## Text shown
▼

A molecular model of the full-length human NOD-like receptor family CARD domain containing 5 (NLRC5) protein
- Equal contributors
1 Department of Biochemistry and Molecular Biology, Faculty of Medicine, Medical and Health Science Center, University of Debrecen, POB 6, H-4012 Debrecen, Hungary
2 Department of Physiology, Faculty of Medicine, Medical and Health Science Center, University of Debrecen, Debrecen, Hungary
BMC Bioinformatics 2013, 14:275 doi:10.1186/1471-2105-14-275Published: 17 September 2013
Pattern recognition receptors of the immune system have key roles in the regulation of pathways after the recognition of microbial- and danger-associated molecular patterns in vertebrates. Members of NOD-like receptor (NLR) family typically function intracellularly. The NOD-like receptor family CARD domain containing 5 (NLRC5) is the largest member of this family that also contains the largest number of leucine-rich repeats (LRRs).
Due to the lack of crystal structures of full-length NLRs, projects have been initiated with the aim to model certain or all members of the family, but systematic studies did not model the full-length NLRC5 due to its unique domain architecture.
Our aim was to analyze the LRR sequences of NLRC5 and some NLRC5-related proteins and to build a model for the full-length human NLRC5 by homology modeling.

▲

## Complete the following
A) According to the NLRC5 abstract:
(i) Which kind of repeat does NLRC5 contain in the largest number?
(ii) Why did systematic studies not model the full-length NLRC5?
(iii) By what method did the authors aim to build a model of the full-length human NLRC5?
B) Carry the NLRC5 abstract forward from its final sentence.

## Recorded information
▼

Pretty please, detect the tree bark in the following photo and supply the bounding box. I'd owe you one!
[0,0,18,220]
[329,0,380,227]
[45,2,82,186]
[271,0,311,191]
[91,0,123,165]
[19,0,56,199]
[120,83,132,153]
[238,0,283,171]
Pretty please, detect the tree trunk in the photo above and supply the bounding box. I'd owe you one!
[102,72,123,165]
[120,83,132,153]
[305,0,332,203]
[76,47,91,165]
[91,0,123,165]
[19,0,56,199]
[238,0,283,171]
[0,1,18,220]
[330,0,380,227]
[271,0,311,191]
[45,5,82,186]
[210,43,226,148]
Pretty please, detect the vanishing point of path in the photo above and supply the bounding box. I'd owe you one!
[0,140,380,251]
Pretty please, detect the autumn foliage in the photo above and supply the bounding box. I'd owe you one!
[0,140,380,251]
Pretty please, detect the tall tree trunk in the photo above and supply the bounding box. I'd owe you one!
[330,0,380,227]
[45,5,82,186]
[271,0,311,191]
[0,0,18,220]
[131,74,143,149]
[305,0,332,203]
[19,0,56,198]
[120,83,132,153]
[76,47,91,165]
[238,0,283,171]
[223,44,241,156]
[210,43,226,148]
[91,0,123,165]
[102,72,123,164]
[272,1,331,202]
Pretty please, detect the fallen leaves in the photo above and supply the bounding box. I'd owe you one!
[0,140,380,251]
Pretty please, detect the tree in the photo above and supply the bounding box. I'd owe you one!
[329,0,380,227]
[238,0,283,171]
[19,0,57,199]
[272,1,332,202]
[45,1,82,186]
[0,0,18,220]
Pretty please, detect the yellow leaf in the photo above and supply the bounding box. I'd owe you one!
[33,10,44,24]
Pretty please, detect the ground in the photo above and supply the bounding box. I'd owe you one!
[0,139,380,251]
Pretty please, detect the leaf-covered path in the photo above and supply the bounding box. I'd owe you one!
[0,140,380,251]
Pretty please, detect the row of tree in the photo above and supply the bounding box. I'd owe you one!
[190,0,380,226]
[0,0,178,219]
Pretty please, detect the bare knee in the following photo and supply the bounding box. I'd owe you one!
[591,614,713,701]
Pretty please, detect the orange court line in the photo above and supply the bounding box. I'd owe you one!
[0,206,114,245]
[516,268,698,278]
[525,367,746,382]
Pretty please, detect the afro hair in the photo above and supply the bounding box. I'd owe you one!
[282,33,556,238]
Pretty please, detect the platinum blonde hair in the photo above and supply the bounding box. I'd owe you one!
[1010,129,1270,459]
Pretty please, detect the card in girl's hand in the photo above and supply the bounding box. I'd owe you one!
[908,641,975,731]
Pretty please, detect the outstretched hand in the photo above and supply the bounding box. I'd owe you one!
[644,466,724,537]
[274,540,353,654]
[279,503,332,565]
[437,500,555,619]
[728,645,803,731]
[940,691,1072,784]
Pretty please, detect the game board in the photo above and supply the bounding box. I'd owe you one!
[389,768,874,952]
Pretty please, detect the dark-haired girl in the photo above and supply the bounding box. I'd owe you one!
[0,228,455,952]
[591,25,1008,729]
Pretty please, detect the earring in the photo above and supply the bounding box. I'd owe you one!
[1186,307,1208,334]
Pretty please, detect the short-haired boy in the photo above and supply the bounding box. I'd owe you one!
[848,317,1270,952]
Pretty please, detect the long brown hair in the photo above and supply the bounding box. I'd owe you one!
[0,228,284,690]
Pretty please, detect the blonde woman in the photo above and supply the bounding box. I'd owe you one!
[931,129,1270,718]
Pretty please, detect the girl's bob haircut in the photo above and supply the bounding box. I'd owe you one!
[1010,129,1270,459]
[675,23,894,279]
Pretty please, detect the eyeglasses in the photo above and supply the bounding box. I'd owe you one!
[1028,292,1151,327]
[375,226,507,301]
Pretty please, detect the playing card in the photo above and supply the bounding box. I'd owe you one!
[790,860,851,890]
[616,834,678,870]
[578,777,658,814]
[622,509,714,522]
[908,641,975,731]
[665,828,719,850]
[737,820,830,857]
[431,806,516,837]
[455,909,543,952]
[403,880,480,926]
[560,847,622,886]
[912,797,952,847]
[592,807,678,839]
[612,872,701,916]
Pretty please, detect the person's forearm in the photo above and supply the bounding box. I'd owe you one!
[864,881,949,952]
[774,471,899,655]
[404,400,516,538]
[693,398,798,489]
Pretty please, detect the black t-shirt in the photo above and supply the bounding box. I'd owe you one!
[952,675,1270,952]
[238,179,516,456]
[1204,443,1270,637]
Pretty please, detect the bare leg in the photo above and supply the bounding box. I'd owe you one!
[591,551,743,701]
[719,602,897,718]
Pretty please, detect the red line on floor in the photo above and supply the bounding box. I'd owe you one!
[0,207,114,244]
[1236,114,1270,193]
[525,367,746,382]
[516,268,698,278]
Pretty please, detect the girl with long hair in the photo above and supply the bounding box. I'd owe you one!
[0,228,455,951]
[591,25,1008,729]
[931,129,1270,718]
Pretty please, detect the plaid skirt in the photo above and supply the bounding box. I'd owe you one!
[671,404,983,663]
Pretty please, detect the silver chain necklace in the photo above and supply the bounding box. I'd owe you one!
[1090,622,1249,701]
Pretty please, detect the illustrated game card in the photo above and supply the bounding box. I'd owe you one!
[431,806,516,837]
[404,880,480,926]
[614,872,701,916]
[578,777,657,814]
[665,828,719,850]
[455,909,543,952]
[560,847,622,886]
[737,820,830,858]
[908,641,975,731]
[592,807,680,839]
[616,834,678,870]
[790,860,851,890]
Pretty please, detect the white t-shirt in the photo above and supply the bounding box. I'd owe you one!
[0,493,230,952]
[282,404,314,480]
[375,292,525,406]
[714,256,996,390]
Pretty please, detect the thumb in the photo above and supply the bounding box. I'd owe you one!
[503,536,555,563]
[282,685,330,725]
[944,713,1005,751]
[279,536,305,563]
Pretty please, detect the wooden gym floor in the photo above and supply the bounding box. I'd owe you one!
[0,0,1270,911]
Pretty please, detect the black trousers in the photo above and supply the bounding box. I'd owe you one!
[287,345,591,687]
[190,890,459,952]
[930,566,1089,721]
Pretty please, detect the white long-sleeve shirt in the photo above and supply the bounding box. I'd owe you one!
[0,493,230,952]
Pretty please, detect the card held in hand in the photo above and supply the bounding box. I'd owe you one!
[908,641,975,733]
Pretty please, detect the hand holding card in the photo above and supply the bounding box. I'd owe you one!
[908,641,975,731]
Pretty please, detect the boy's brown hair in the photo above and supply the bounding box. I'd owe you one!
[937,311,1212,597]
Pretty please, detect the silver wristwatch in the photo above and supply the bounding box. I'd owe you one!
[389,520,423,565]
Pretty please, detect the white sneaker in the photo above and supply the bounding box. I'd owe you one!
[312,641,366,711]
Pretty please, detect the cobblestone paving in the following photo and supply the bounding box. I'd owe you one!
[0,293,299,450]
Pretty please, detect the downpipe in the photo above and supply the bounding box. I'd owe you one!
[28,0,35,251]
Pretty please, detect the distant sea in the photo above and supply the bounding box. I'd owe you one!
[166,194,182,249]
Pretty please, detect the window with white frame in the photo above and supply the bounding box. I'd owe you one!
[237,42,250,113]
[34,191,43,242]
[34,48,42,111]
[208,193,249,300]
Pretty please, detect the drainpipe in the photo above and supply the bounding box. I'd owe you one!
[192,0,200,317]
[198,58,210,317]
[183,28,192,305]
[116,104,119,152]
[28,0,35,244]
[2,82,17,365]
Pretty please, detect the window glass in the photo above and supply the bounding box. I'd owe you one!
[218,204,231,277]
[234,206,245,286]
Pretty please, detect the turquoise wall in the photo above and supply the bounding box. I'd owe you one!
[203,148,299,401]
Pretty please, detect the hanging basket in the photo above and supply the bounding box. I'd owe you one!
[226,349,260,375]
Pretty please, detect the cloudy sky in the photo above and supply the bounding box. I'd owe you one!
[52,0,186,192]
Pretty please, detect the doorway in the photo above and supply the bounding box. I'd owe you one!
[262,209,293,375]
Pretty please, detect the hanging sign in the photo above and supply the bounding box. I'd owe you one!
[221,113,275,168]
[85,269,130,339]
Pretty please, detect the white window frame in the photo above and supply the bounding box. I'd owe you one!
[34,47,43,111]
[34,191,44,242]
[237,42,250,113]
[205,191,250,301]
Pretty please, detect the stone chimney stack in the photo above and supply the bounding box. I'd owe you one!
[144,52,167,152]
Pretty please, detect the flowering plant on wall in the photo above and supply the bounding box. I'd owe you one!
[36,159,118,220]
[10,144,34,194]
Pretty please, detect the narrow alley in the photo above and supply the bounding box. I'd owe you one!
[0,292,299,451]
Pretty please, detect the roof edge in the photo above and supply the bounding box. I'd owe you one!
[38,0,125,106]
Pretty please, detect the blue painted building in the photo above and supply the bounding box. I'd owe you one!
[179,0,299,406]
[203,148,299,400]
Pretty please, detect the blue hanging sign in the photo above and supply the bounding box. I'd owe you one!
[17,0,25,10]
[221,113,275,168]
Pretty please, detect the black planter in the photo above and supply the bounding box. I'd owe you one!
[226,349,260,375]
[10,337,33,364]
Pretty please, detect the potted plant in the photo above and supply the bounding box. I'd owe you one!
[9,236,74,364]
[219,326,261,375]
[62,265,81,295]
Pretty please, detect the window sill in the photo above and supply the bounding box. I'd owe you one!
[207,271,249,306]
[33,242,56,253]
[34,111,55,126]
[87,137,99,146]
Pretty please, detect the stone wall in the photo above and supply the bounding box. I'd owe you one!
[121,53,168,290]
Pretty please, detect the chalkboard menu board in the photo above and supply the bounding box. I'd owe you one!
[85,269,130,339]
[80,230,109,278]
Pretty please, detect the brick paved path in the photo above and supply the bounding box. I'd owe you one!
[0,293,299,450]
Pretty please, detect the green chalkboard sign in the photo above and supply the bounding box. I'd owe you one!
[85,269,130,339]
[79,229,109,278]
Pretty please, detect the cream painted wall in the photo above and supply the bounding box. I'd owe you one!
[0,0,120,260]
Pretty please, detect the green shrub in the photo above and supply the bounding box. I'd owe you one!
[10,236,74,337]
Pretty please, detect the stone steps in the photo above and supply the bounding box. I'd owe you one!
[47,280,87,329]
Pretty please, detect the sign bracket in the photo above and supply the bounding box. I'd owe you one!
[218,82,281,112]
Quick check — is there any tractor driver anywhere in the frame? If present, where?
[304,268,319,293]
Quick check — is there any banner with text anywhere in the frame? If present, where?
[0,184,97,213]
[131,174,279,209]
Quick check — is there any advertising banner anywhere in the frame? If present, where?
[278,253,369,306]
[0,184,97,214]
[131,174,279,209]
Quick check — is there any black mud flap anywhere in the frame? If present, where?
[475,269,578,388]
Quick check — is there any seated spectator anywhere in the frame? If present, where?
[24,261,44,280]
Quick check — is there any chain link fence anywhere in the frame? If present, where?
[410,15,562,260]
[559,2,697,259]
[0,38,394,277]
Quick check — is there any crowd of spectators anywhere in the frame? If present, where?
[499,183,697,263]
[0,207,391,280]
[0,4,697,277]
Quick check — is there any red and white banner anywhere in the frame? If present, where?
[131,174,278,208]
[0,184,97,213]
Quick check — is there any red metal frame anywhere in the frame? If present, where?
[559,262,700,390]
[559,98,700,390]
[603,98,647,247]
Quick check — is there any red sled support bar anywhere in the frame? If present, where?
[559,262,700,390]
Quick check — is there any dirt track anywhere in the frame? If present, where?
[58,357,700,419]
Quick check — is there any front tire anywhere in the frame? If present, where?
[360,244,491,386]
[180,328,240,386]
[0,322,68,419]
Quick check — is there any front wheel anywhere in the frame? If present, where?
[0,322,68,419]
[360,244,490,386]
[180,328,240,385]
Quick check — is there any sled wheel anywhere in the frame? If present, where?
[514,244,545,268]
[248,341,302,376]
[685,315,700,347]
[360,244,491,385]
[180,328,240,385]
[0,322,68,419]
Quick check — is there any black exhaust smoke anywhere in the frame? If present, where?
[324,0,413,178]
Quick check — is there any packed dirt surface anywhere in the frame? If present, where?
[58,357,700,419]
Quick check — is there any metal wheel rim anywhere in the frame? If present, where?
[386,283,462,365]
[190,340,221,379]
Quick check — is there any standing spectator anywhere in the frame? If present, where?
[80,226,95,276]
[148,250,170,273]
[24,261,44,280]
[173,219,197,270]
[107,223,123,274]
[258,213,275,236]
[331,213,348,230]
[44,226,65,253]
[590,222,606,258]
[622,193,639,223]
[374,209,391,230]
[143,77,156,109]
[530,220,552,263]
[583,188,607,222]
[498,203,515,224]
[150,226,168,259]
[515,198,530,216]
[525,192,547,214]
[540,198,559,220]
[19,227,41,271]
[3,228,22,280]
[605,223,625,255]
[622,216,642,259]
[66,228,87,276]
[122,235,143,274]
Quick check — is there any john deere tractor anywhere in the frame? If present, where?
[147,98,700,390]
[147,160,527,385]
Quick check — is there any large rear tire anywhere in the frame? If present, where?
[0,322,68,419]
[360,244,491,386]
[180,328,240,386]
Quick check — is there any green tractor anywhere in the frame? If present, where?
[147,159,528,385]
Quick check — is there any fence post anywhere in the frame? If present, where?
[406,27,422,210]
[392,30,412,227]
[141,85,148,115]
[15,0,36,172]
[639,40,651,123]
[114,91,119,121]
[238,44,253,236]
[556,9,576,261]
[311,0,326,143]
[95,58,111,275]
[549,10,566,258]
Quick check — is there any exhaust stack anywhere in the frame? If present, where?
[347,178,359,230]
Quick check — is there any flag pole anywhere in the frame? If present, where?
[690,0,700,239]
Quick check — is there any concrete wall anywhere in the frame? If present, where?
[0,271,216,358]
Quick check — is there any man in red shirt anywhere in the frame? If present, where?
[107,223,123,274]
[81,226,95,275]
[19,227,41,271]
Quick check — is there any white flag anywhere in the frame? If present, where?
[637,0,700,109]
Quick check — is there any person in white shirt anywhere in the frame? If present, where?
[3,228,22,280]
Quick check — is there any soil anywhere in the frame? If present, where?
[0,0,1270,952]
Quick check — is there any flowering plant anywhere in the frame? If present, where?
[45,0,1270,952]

▲

## Responses for each task
A)
(i) Leucine-rich repeats (LRRs).
(ii) Because of its unique domain architecture.
(iii) Homology modeling.

B)
LRR sequences of NLRC5 were aligned and were compared with the consensus pattern of ribonuclease inhibitor protein (RI)-like LRR subfamily. Two types of alternating consensus patterns previously identified for RI repeats were also found in NLRC5. A homology model for full-length human NLRC5 was prepared and, besides the closed conformation of monomeric NLRC5, a heptameric platform was also modeled for the opened conformational NLRC5 monomers.
Identification of consensus patterns of leucine-rich repeat sequences helped to identify LRRs in NLRC5 and to predict their number and position within the protein. In spite of the lack of fully adequate template structures, the presence of an untypical CARD domain and unusually high number of LRRs in NLRC5, we were able to construct a homology model for both the monomeric and homo-heptameric full-length human NLRC5 protein.